- [STATED GOAL]
Recast the entries below as a numbered list, beginning at the line that contains "rice field -> point" and ending with the final line of the entries. Leave out any blank lines.

(Source data)

-- start --

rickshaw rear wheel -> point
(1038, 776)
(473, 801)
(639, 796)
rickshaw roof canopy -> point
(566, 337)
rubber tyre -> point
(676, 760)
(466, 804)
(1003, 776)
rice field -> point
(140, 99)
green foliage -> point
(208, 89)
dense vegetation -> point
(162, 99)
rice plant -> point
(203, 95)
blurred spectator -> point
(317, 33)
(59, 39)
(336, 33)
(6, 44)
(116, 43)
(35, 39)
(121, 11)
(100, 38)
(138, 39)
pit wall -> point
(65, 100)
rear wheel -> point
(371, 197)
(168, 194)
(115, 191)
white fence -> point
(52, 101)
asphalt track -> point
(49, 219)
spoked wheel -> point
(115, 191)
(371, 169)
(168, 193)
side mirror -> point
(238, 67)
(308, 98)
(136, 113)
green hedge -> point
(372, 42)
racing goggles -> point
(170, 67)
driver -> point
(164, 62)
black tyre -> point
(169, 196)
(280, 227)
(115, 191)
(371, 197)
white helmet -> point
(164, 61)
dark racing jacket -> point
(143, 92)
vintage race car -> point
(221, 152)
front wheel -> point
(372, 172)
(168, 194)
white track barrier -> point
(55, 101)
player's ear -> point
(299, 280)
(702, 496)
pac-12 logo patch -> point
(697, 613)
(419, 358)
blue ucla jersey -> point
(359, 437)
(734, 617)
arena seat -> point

-- end --

- [RESULT FOR THIS EXERCISE]
1. rice field -> point
2. (140, 99)
3. green foliage -> point
4. (208, 89)
5. dense vegetation -> point
6. (162, 99)
7. rice plant -> point
8. (203, 95)
9. blurred spectator -> point
10. (317, 33)
11. (59, 39)
12. (336, 33)
13. (6, 44)
14. (116, 43)
15. (35, 39)
16. (121, 11)
17. (100, 38)
18. (138, 39)
19. pit wall -> point
20. (65, 100)
21. rear wheel -> point
22. (371, 197)
23. (168, 194)
24. (115, 191)
25. white fence -> point
26. (52, 101)
27. asphalt track -> point
28. (49, 219)
29. spoked wheel -> point
30. (115, 191)
31. (371, 169)
32. (168, 193)
33. side mirror -> point
34. (238, 67)
35. (308, 98)
36. (136, 113)
37. green hedge -> point
38. (372, 42)
39. racing goggles -> point
40. (170, 67)
41. driver -> point
42. (164, 62)
43. black tyre -> point
44. (169, 196)
45. (280, 227)
46. (115, 191)
47. (371, 197)
48. white helmet -> point
49. (164, 61)
50. dark racing jacket -> point
51. (143, 92)
52. vintage race car -> point
53. (221, 152)
54. front wheel -> point
55. (372, 172)
56. (168, 194)
57. white track barrier -> point
58. (55, 101)
59. player's ear -> point
60. (299, 280)
61. (702, 496)
62. pac-12 logo patch -> point
63. (697, 613)
64. (419, 358)
65. blue ucla jersey -> point
66. (359, 437)
67. (734, 617)
68. arena seat -> point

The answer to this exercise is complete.